Data supplied:
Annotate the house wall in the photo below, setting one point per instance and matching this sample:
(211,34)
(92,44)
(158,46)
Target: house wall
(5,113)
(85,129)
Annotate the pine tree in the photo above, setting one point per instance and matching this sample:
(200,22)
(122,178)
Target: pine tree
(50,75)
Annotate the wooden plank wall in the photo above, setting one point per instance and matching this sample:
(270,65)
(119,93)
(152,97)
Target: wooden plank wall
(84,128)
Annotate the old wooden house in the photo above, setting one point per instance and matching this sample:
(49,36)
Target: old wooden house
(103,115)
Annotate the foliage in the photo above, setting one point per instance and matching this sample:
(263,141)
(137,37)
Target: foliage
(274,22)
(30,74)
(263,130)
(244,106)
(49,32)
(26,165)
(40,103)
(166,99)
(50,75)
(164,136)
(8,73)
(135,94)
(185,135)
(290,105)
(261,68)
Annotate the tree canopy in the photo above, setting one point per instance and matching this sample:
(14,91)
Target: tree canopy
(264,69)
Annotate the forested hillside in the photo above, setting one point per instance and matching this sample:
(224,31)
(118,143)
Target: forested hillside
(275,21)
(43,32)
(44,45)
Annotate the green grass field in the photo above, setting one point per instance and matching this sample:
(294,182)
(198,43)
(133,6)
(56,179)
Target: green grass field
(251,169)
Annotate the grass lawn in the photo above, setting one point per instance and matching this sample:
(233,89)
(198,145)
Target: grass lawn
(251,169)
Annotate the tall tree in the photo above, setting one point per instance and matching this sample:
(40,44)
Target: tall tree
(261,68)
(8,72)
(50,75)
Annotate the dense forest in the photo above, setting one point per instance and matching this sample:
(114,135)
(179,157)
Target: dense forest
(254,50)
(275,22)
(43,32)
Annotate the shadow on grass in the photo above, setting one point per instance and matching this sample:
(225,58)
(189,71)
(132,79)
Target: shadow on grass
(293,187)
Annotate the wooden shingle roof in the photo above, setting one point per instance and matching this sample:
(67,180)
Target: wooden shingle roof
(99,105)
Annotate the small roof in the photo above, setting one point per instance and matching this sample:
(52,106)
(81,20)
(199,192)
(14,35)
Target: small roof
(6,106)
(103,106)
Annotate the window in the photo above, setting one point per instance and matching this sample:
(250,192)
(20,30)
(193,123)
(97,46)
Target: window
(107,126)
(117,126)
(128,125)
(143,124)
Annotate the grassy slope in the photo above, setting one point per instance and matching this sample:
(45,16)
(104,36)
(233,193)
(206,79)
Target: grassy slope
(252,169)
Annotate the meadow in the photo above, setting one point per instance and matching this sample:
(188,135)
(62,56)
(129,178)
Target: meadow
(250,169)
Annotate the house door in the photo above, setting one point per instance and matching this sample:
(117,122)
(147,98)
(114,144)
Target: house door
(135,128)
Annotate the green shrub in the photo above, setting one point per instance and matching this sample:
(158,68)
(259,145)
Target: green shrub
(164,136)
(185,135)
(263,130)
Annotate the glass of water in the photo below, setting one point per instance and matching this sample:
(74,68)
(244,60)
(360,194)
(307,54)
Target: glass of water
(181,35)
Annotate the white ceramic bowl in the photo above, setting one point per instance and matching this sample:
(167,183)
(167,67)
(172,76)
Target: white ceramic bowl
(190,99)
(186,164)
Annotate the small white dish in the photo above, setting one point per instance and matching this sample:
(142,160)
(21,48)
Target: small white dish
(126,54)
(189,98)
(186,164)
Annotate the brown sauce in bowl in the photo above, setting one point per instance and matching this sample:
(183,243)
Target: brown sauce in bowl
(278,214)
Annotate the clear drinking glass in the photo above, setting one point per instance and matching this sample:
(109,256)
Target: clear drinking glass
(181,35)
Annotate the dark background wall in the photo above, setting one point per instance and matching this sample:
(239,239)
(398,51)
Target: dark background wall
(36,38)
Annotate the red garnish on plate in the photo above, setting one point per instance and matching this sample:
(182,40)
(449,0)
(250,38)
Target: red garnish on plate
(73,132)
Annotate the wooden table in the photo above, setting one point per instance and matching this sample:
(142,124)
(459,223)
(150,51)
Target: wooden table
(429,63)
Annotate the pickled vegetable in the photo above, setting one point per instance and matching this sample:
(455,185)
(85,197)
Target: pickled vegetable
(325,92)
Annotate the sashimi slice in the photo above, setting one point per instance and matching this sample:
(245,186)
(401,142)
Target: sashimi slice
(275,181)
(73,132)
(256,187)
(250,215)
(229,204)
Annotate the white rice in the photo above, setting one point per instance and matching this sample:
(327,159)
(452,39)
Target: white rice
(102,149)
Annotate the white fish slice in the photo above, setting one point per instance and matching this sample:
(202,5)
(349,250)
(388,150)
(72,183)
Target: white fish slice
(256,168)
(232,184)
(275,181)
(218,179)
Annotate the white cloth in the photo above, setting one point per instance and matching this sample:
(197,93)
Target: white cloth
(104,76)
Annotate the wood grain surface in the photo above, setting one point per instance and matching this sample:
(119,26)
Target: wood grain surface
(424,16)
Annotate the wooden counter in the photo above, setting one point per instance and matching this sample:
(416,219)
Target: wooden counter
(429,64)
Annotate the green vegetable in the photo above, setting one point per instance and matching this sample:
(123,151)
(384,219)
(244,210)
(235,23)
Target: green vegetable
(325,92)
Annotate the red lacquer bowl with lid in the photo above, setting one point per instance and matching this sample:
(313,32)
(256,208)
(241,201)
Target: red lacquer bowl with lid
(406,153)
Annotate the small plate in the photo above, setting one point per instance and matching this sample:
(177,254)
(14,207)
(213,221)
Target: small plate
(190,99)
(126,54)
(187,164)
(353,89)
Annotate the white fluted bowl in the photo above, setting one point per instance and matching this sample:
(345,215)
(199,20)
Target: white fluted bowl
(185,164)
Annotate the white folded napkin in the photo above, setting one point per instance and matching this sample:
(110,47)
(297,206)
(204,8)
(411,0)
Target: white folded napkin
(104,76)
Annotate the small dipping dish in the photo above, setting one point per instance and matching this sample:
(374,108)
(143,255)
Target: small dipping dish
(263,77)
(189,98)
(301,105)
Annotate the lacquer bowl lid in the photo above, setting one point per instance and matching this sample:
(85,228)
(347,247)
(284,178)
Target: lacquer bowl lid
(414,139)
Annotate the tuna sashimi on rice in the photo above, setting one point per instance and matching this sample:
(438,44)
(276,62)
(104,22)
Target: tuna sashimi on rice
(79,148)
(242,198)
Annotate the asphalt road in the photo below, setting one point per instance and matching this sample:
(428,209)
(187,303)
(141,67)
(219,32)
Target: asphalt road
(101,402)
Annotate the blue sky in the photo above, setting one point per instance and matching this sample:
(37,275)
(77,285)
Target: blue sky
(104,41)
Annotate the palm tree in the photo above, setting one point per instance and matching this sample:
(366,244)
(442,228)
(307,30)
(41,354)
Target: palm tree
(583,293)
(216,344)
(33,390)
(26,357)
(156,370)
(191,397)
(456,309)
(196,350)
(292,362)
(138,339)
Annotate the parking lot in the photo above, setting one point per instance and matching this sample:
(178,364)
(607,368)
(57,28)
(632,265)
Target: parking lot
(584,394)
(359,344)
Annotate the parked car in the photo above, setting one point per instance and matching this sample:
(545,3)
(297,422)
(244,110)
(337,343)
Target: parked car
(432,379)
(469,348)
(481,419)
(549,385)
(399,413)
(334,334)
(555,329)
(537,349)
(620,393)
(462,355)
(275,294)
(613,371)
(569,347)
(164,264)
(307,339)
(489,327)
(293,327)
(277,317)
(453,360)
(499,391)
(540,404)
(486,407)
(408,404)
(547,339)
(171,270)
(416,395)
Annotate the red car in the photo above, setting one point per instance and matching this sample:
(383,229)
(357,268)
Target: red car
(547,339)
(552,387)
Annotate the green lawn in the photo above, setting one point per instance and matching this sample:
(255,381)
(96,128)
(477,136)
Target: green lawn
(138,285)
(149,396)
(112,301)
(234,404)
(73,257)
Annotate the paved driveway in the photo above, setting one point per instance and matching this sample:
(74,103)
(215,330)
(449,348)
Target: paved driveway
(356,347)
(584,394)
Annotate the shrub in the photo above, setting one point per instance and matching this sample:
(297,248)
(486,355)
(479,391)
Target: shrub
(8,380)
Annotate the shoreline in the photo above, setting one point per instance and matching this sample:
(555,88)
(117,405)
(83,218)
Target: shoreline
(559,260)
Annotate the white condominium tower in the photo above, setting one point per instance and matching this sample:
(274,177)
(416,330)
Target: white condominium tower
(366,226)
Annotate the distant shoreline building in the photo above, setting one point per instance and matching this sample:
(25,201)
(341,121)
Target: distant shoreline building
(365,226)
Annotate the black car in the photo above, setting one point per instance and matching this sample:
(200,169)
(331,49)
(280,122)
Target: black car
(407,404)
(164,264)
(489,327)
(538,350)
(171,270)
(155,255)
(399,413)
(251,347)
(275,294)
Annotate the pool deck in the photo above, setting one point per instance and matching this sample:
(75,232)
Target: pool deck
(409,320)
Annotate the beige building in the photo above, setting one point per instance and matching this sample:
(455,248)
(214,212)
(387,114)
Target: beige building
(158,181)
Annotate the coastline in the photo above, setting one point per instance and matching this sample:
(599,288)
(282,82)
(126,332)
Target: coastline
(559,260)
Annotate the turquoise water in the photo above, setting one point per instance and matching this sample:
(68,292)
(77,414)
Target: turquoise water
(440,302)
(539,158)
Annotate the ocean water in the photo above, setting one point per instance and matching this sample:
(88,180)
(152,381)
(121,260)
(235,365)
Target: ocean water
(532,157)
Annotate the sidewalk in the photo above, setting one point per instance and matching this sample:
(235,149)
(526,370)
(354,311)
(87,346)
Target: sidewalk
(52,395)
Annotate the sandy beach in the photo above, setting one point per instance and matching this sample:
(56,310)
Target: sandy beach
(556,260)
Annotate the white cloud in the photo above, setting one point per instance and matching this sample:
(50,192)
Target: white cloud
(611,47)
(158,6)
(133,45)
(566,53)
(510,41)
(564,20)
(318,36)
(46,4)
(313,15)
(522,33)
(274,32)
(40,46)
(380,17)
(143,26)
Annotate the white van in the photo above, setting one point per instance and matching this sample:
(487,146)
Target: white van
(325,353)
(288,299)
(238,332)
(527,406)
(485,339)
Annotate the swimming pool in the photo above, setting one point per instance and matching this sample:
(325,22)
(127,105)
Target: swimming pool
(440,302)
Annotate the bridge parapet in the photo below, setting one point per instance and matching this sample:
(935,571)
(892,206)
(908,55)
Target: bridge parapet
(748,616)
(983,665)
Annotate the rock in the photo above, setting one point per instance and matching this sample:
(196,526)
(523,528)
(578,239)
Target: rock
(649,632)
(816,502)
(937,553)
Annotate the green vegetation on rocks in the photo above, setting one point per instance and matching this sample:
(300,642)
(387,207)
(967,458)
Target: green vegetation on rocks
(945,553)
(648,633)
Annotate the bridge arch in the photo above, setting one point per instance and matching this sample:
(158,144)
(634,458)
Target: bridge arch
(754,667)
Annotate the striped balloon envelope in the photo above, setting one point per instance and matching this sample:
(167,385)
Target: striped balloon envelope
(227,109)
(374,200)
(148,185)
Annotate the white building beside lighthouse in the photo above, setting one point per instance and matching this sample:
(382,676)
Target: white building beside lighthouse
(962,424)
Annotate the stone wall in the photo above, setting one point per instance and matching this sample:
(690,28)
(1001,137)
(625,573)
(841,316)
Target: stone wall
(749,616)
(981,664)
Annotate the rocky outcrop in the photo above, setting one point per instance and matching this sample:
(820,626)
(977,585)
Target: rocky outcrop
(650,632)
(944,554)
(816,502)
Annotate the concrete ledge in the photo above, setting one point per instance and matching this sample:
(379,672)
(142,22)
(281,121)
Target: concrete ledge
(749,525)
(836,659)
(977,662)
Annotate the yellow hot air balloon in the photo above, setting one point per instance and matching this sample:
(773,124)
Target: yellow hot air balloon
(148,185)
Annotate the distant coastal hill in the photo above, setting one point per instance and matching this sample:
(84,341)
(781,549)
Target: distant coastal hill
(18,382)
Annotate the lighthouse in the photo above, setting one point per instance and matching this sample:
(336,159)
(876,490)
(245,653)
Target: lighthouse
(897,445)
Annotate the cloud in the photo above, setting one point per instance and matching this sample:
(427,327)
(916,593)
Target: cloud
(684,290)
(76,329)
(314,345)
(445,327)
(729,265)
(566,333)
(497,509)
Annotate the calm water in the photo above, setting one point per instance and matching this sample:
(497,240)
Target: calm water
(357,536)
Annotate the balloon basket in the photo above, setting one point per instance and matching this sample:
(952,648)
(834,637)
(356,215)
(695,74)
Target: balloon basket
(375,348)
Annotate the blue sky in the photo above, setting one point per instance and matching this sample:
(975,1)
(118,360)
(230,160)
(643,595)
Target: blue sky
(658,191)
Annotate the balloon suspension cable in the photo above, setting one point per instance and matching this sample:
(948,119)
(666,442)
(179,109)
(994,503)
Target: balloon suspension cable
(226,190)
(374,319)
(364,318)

Exercise description:
Search the preceding listing for "below", then copy every line that holds it.

Result of this exercise:
Annotate the house wall in the photo below, setting one point per instance and matching this sample:
Annotate the glass of water in the photo below, setting one point per instance and matching this sample:
Annotate the asphalt road in the photo below, setting one point per instance and matching this sample:
Annotate the bridge parapet in the photo below, setting one point per instance and matching this sample:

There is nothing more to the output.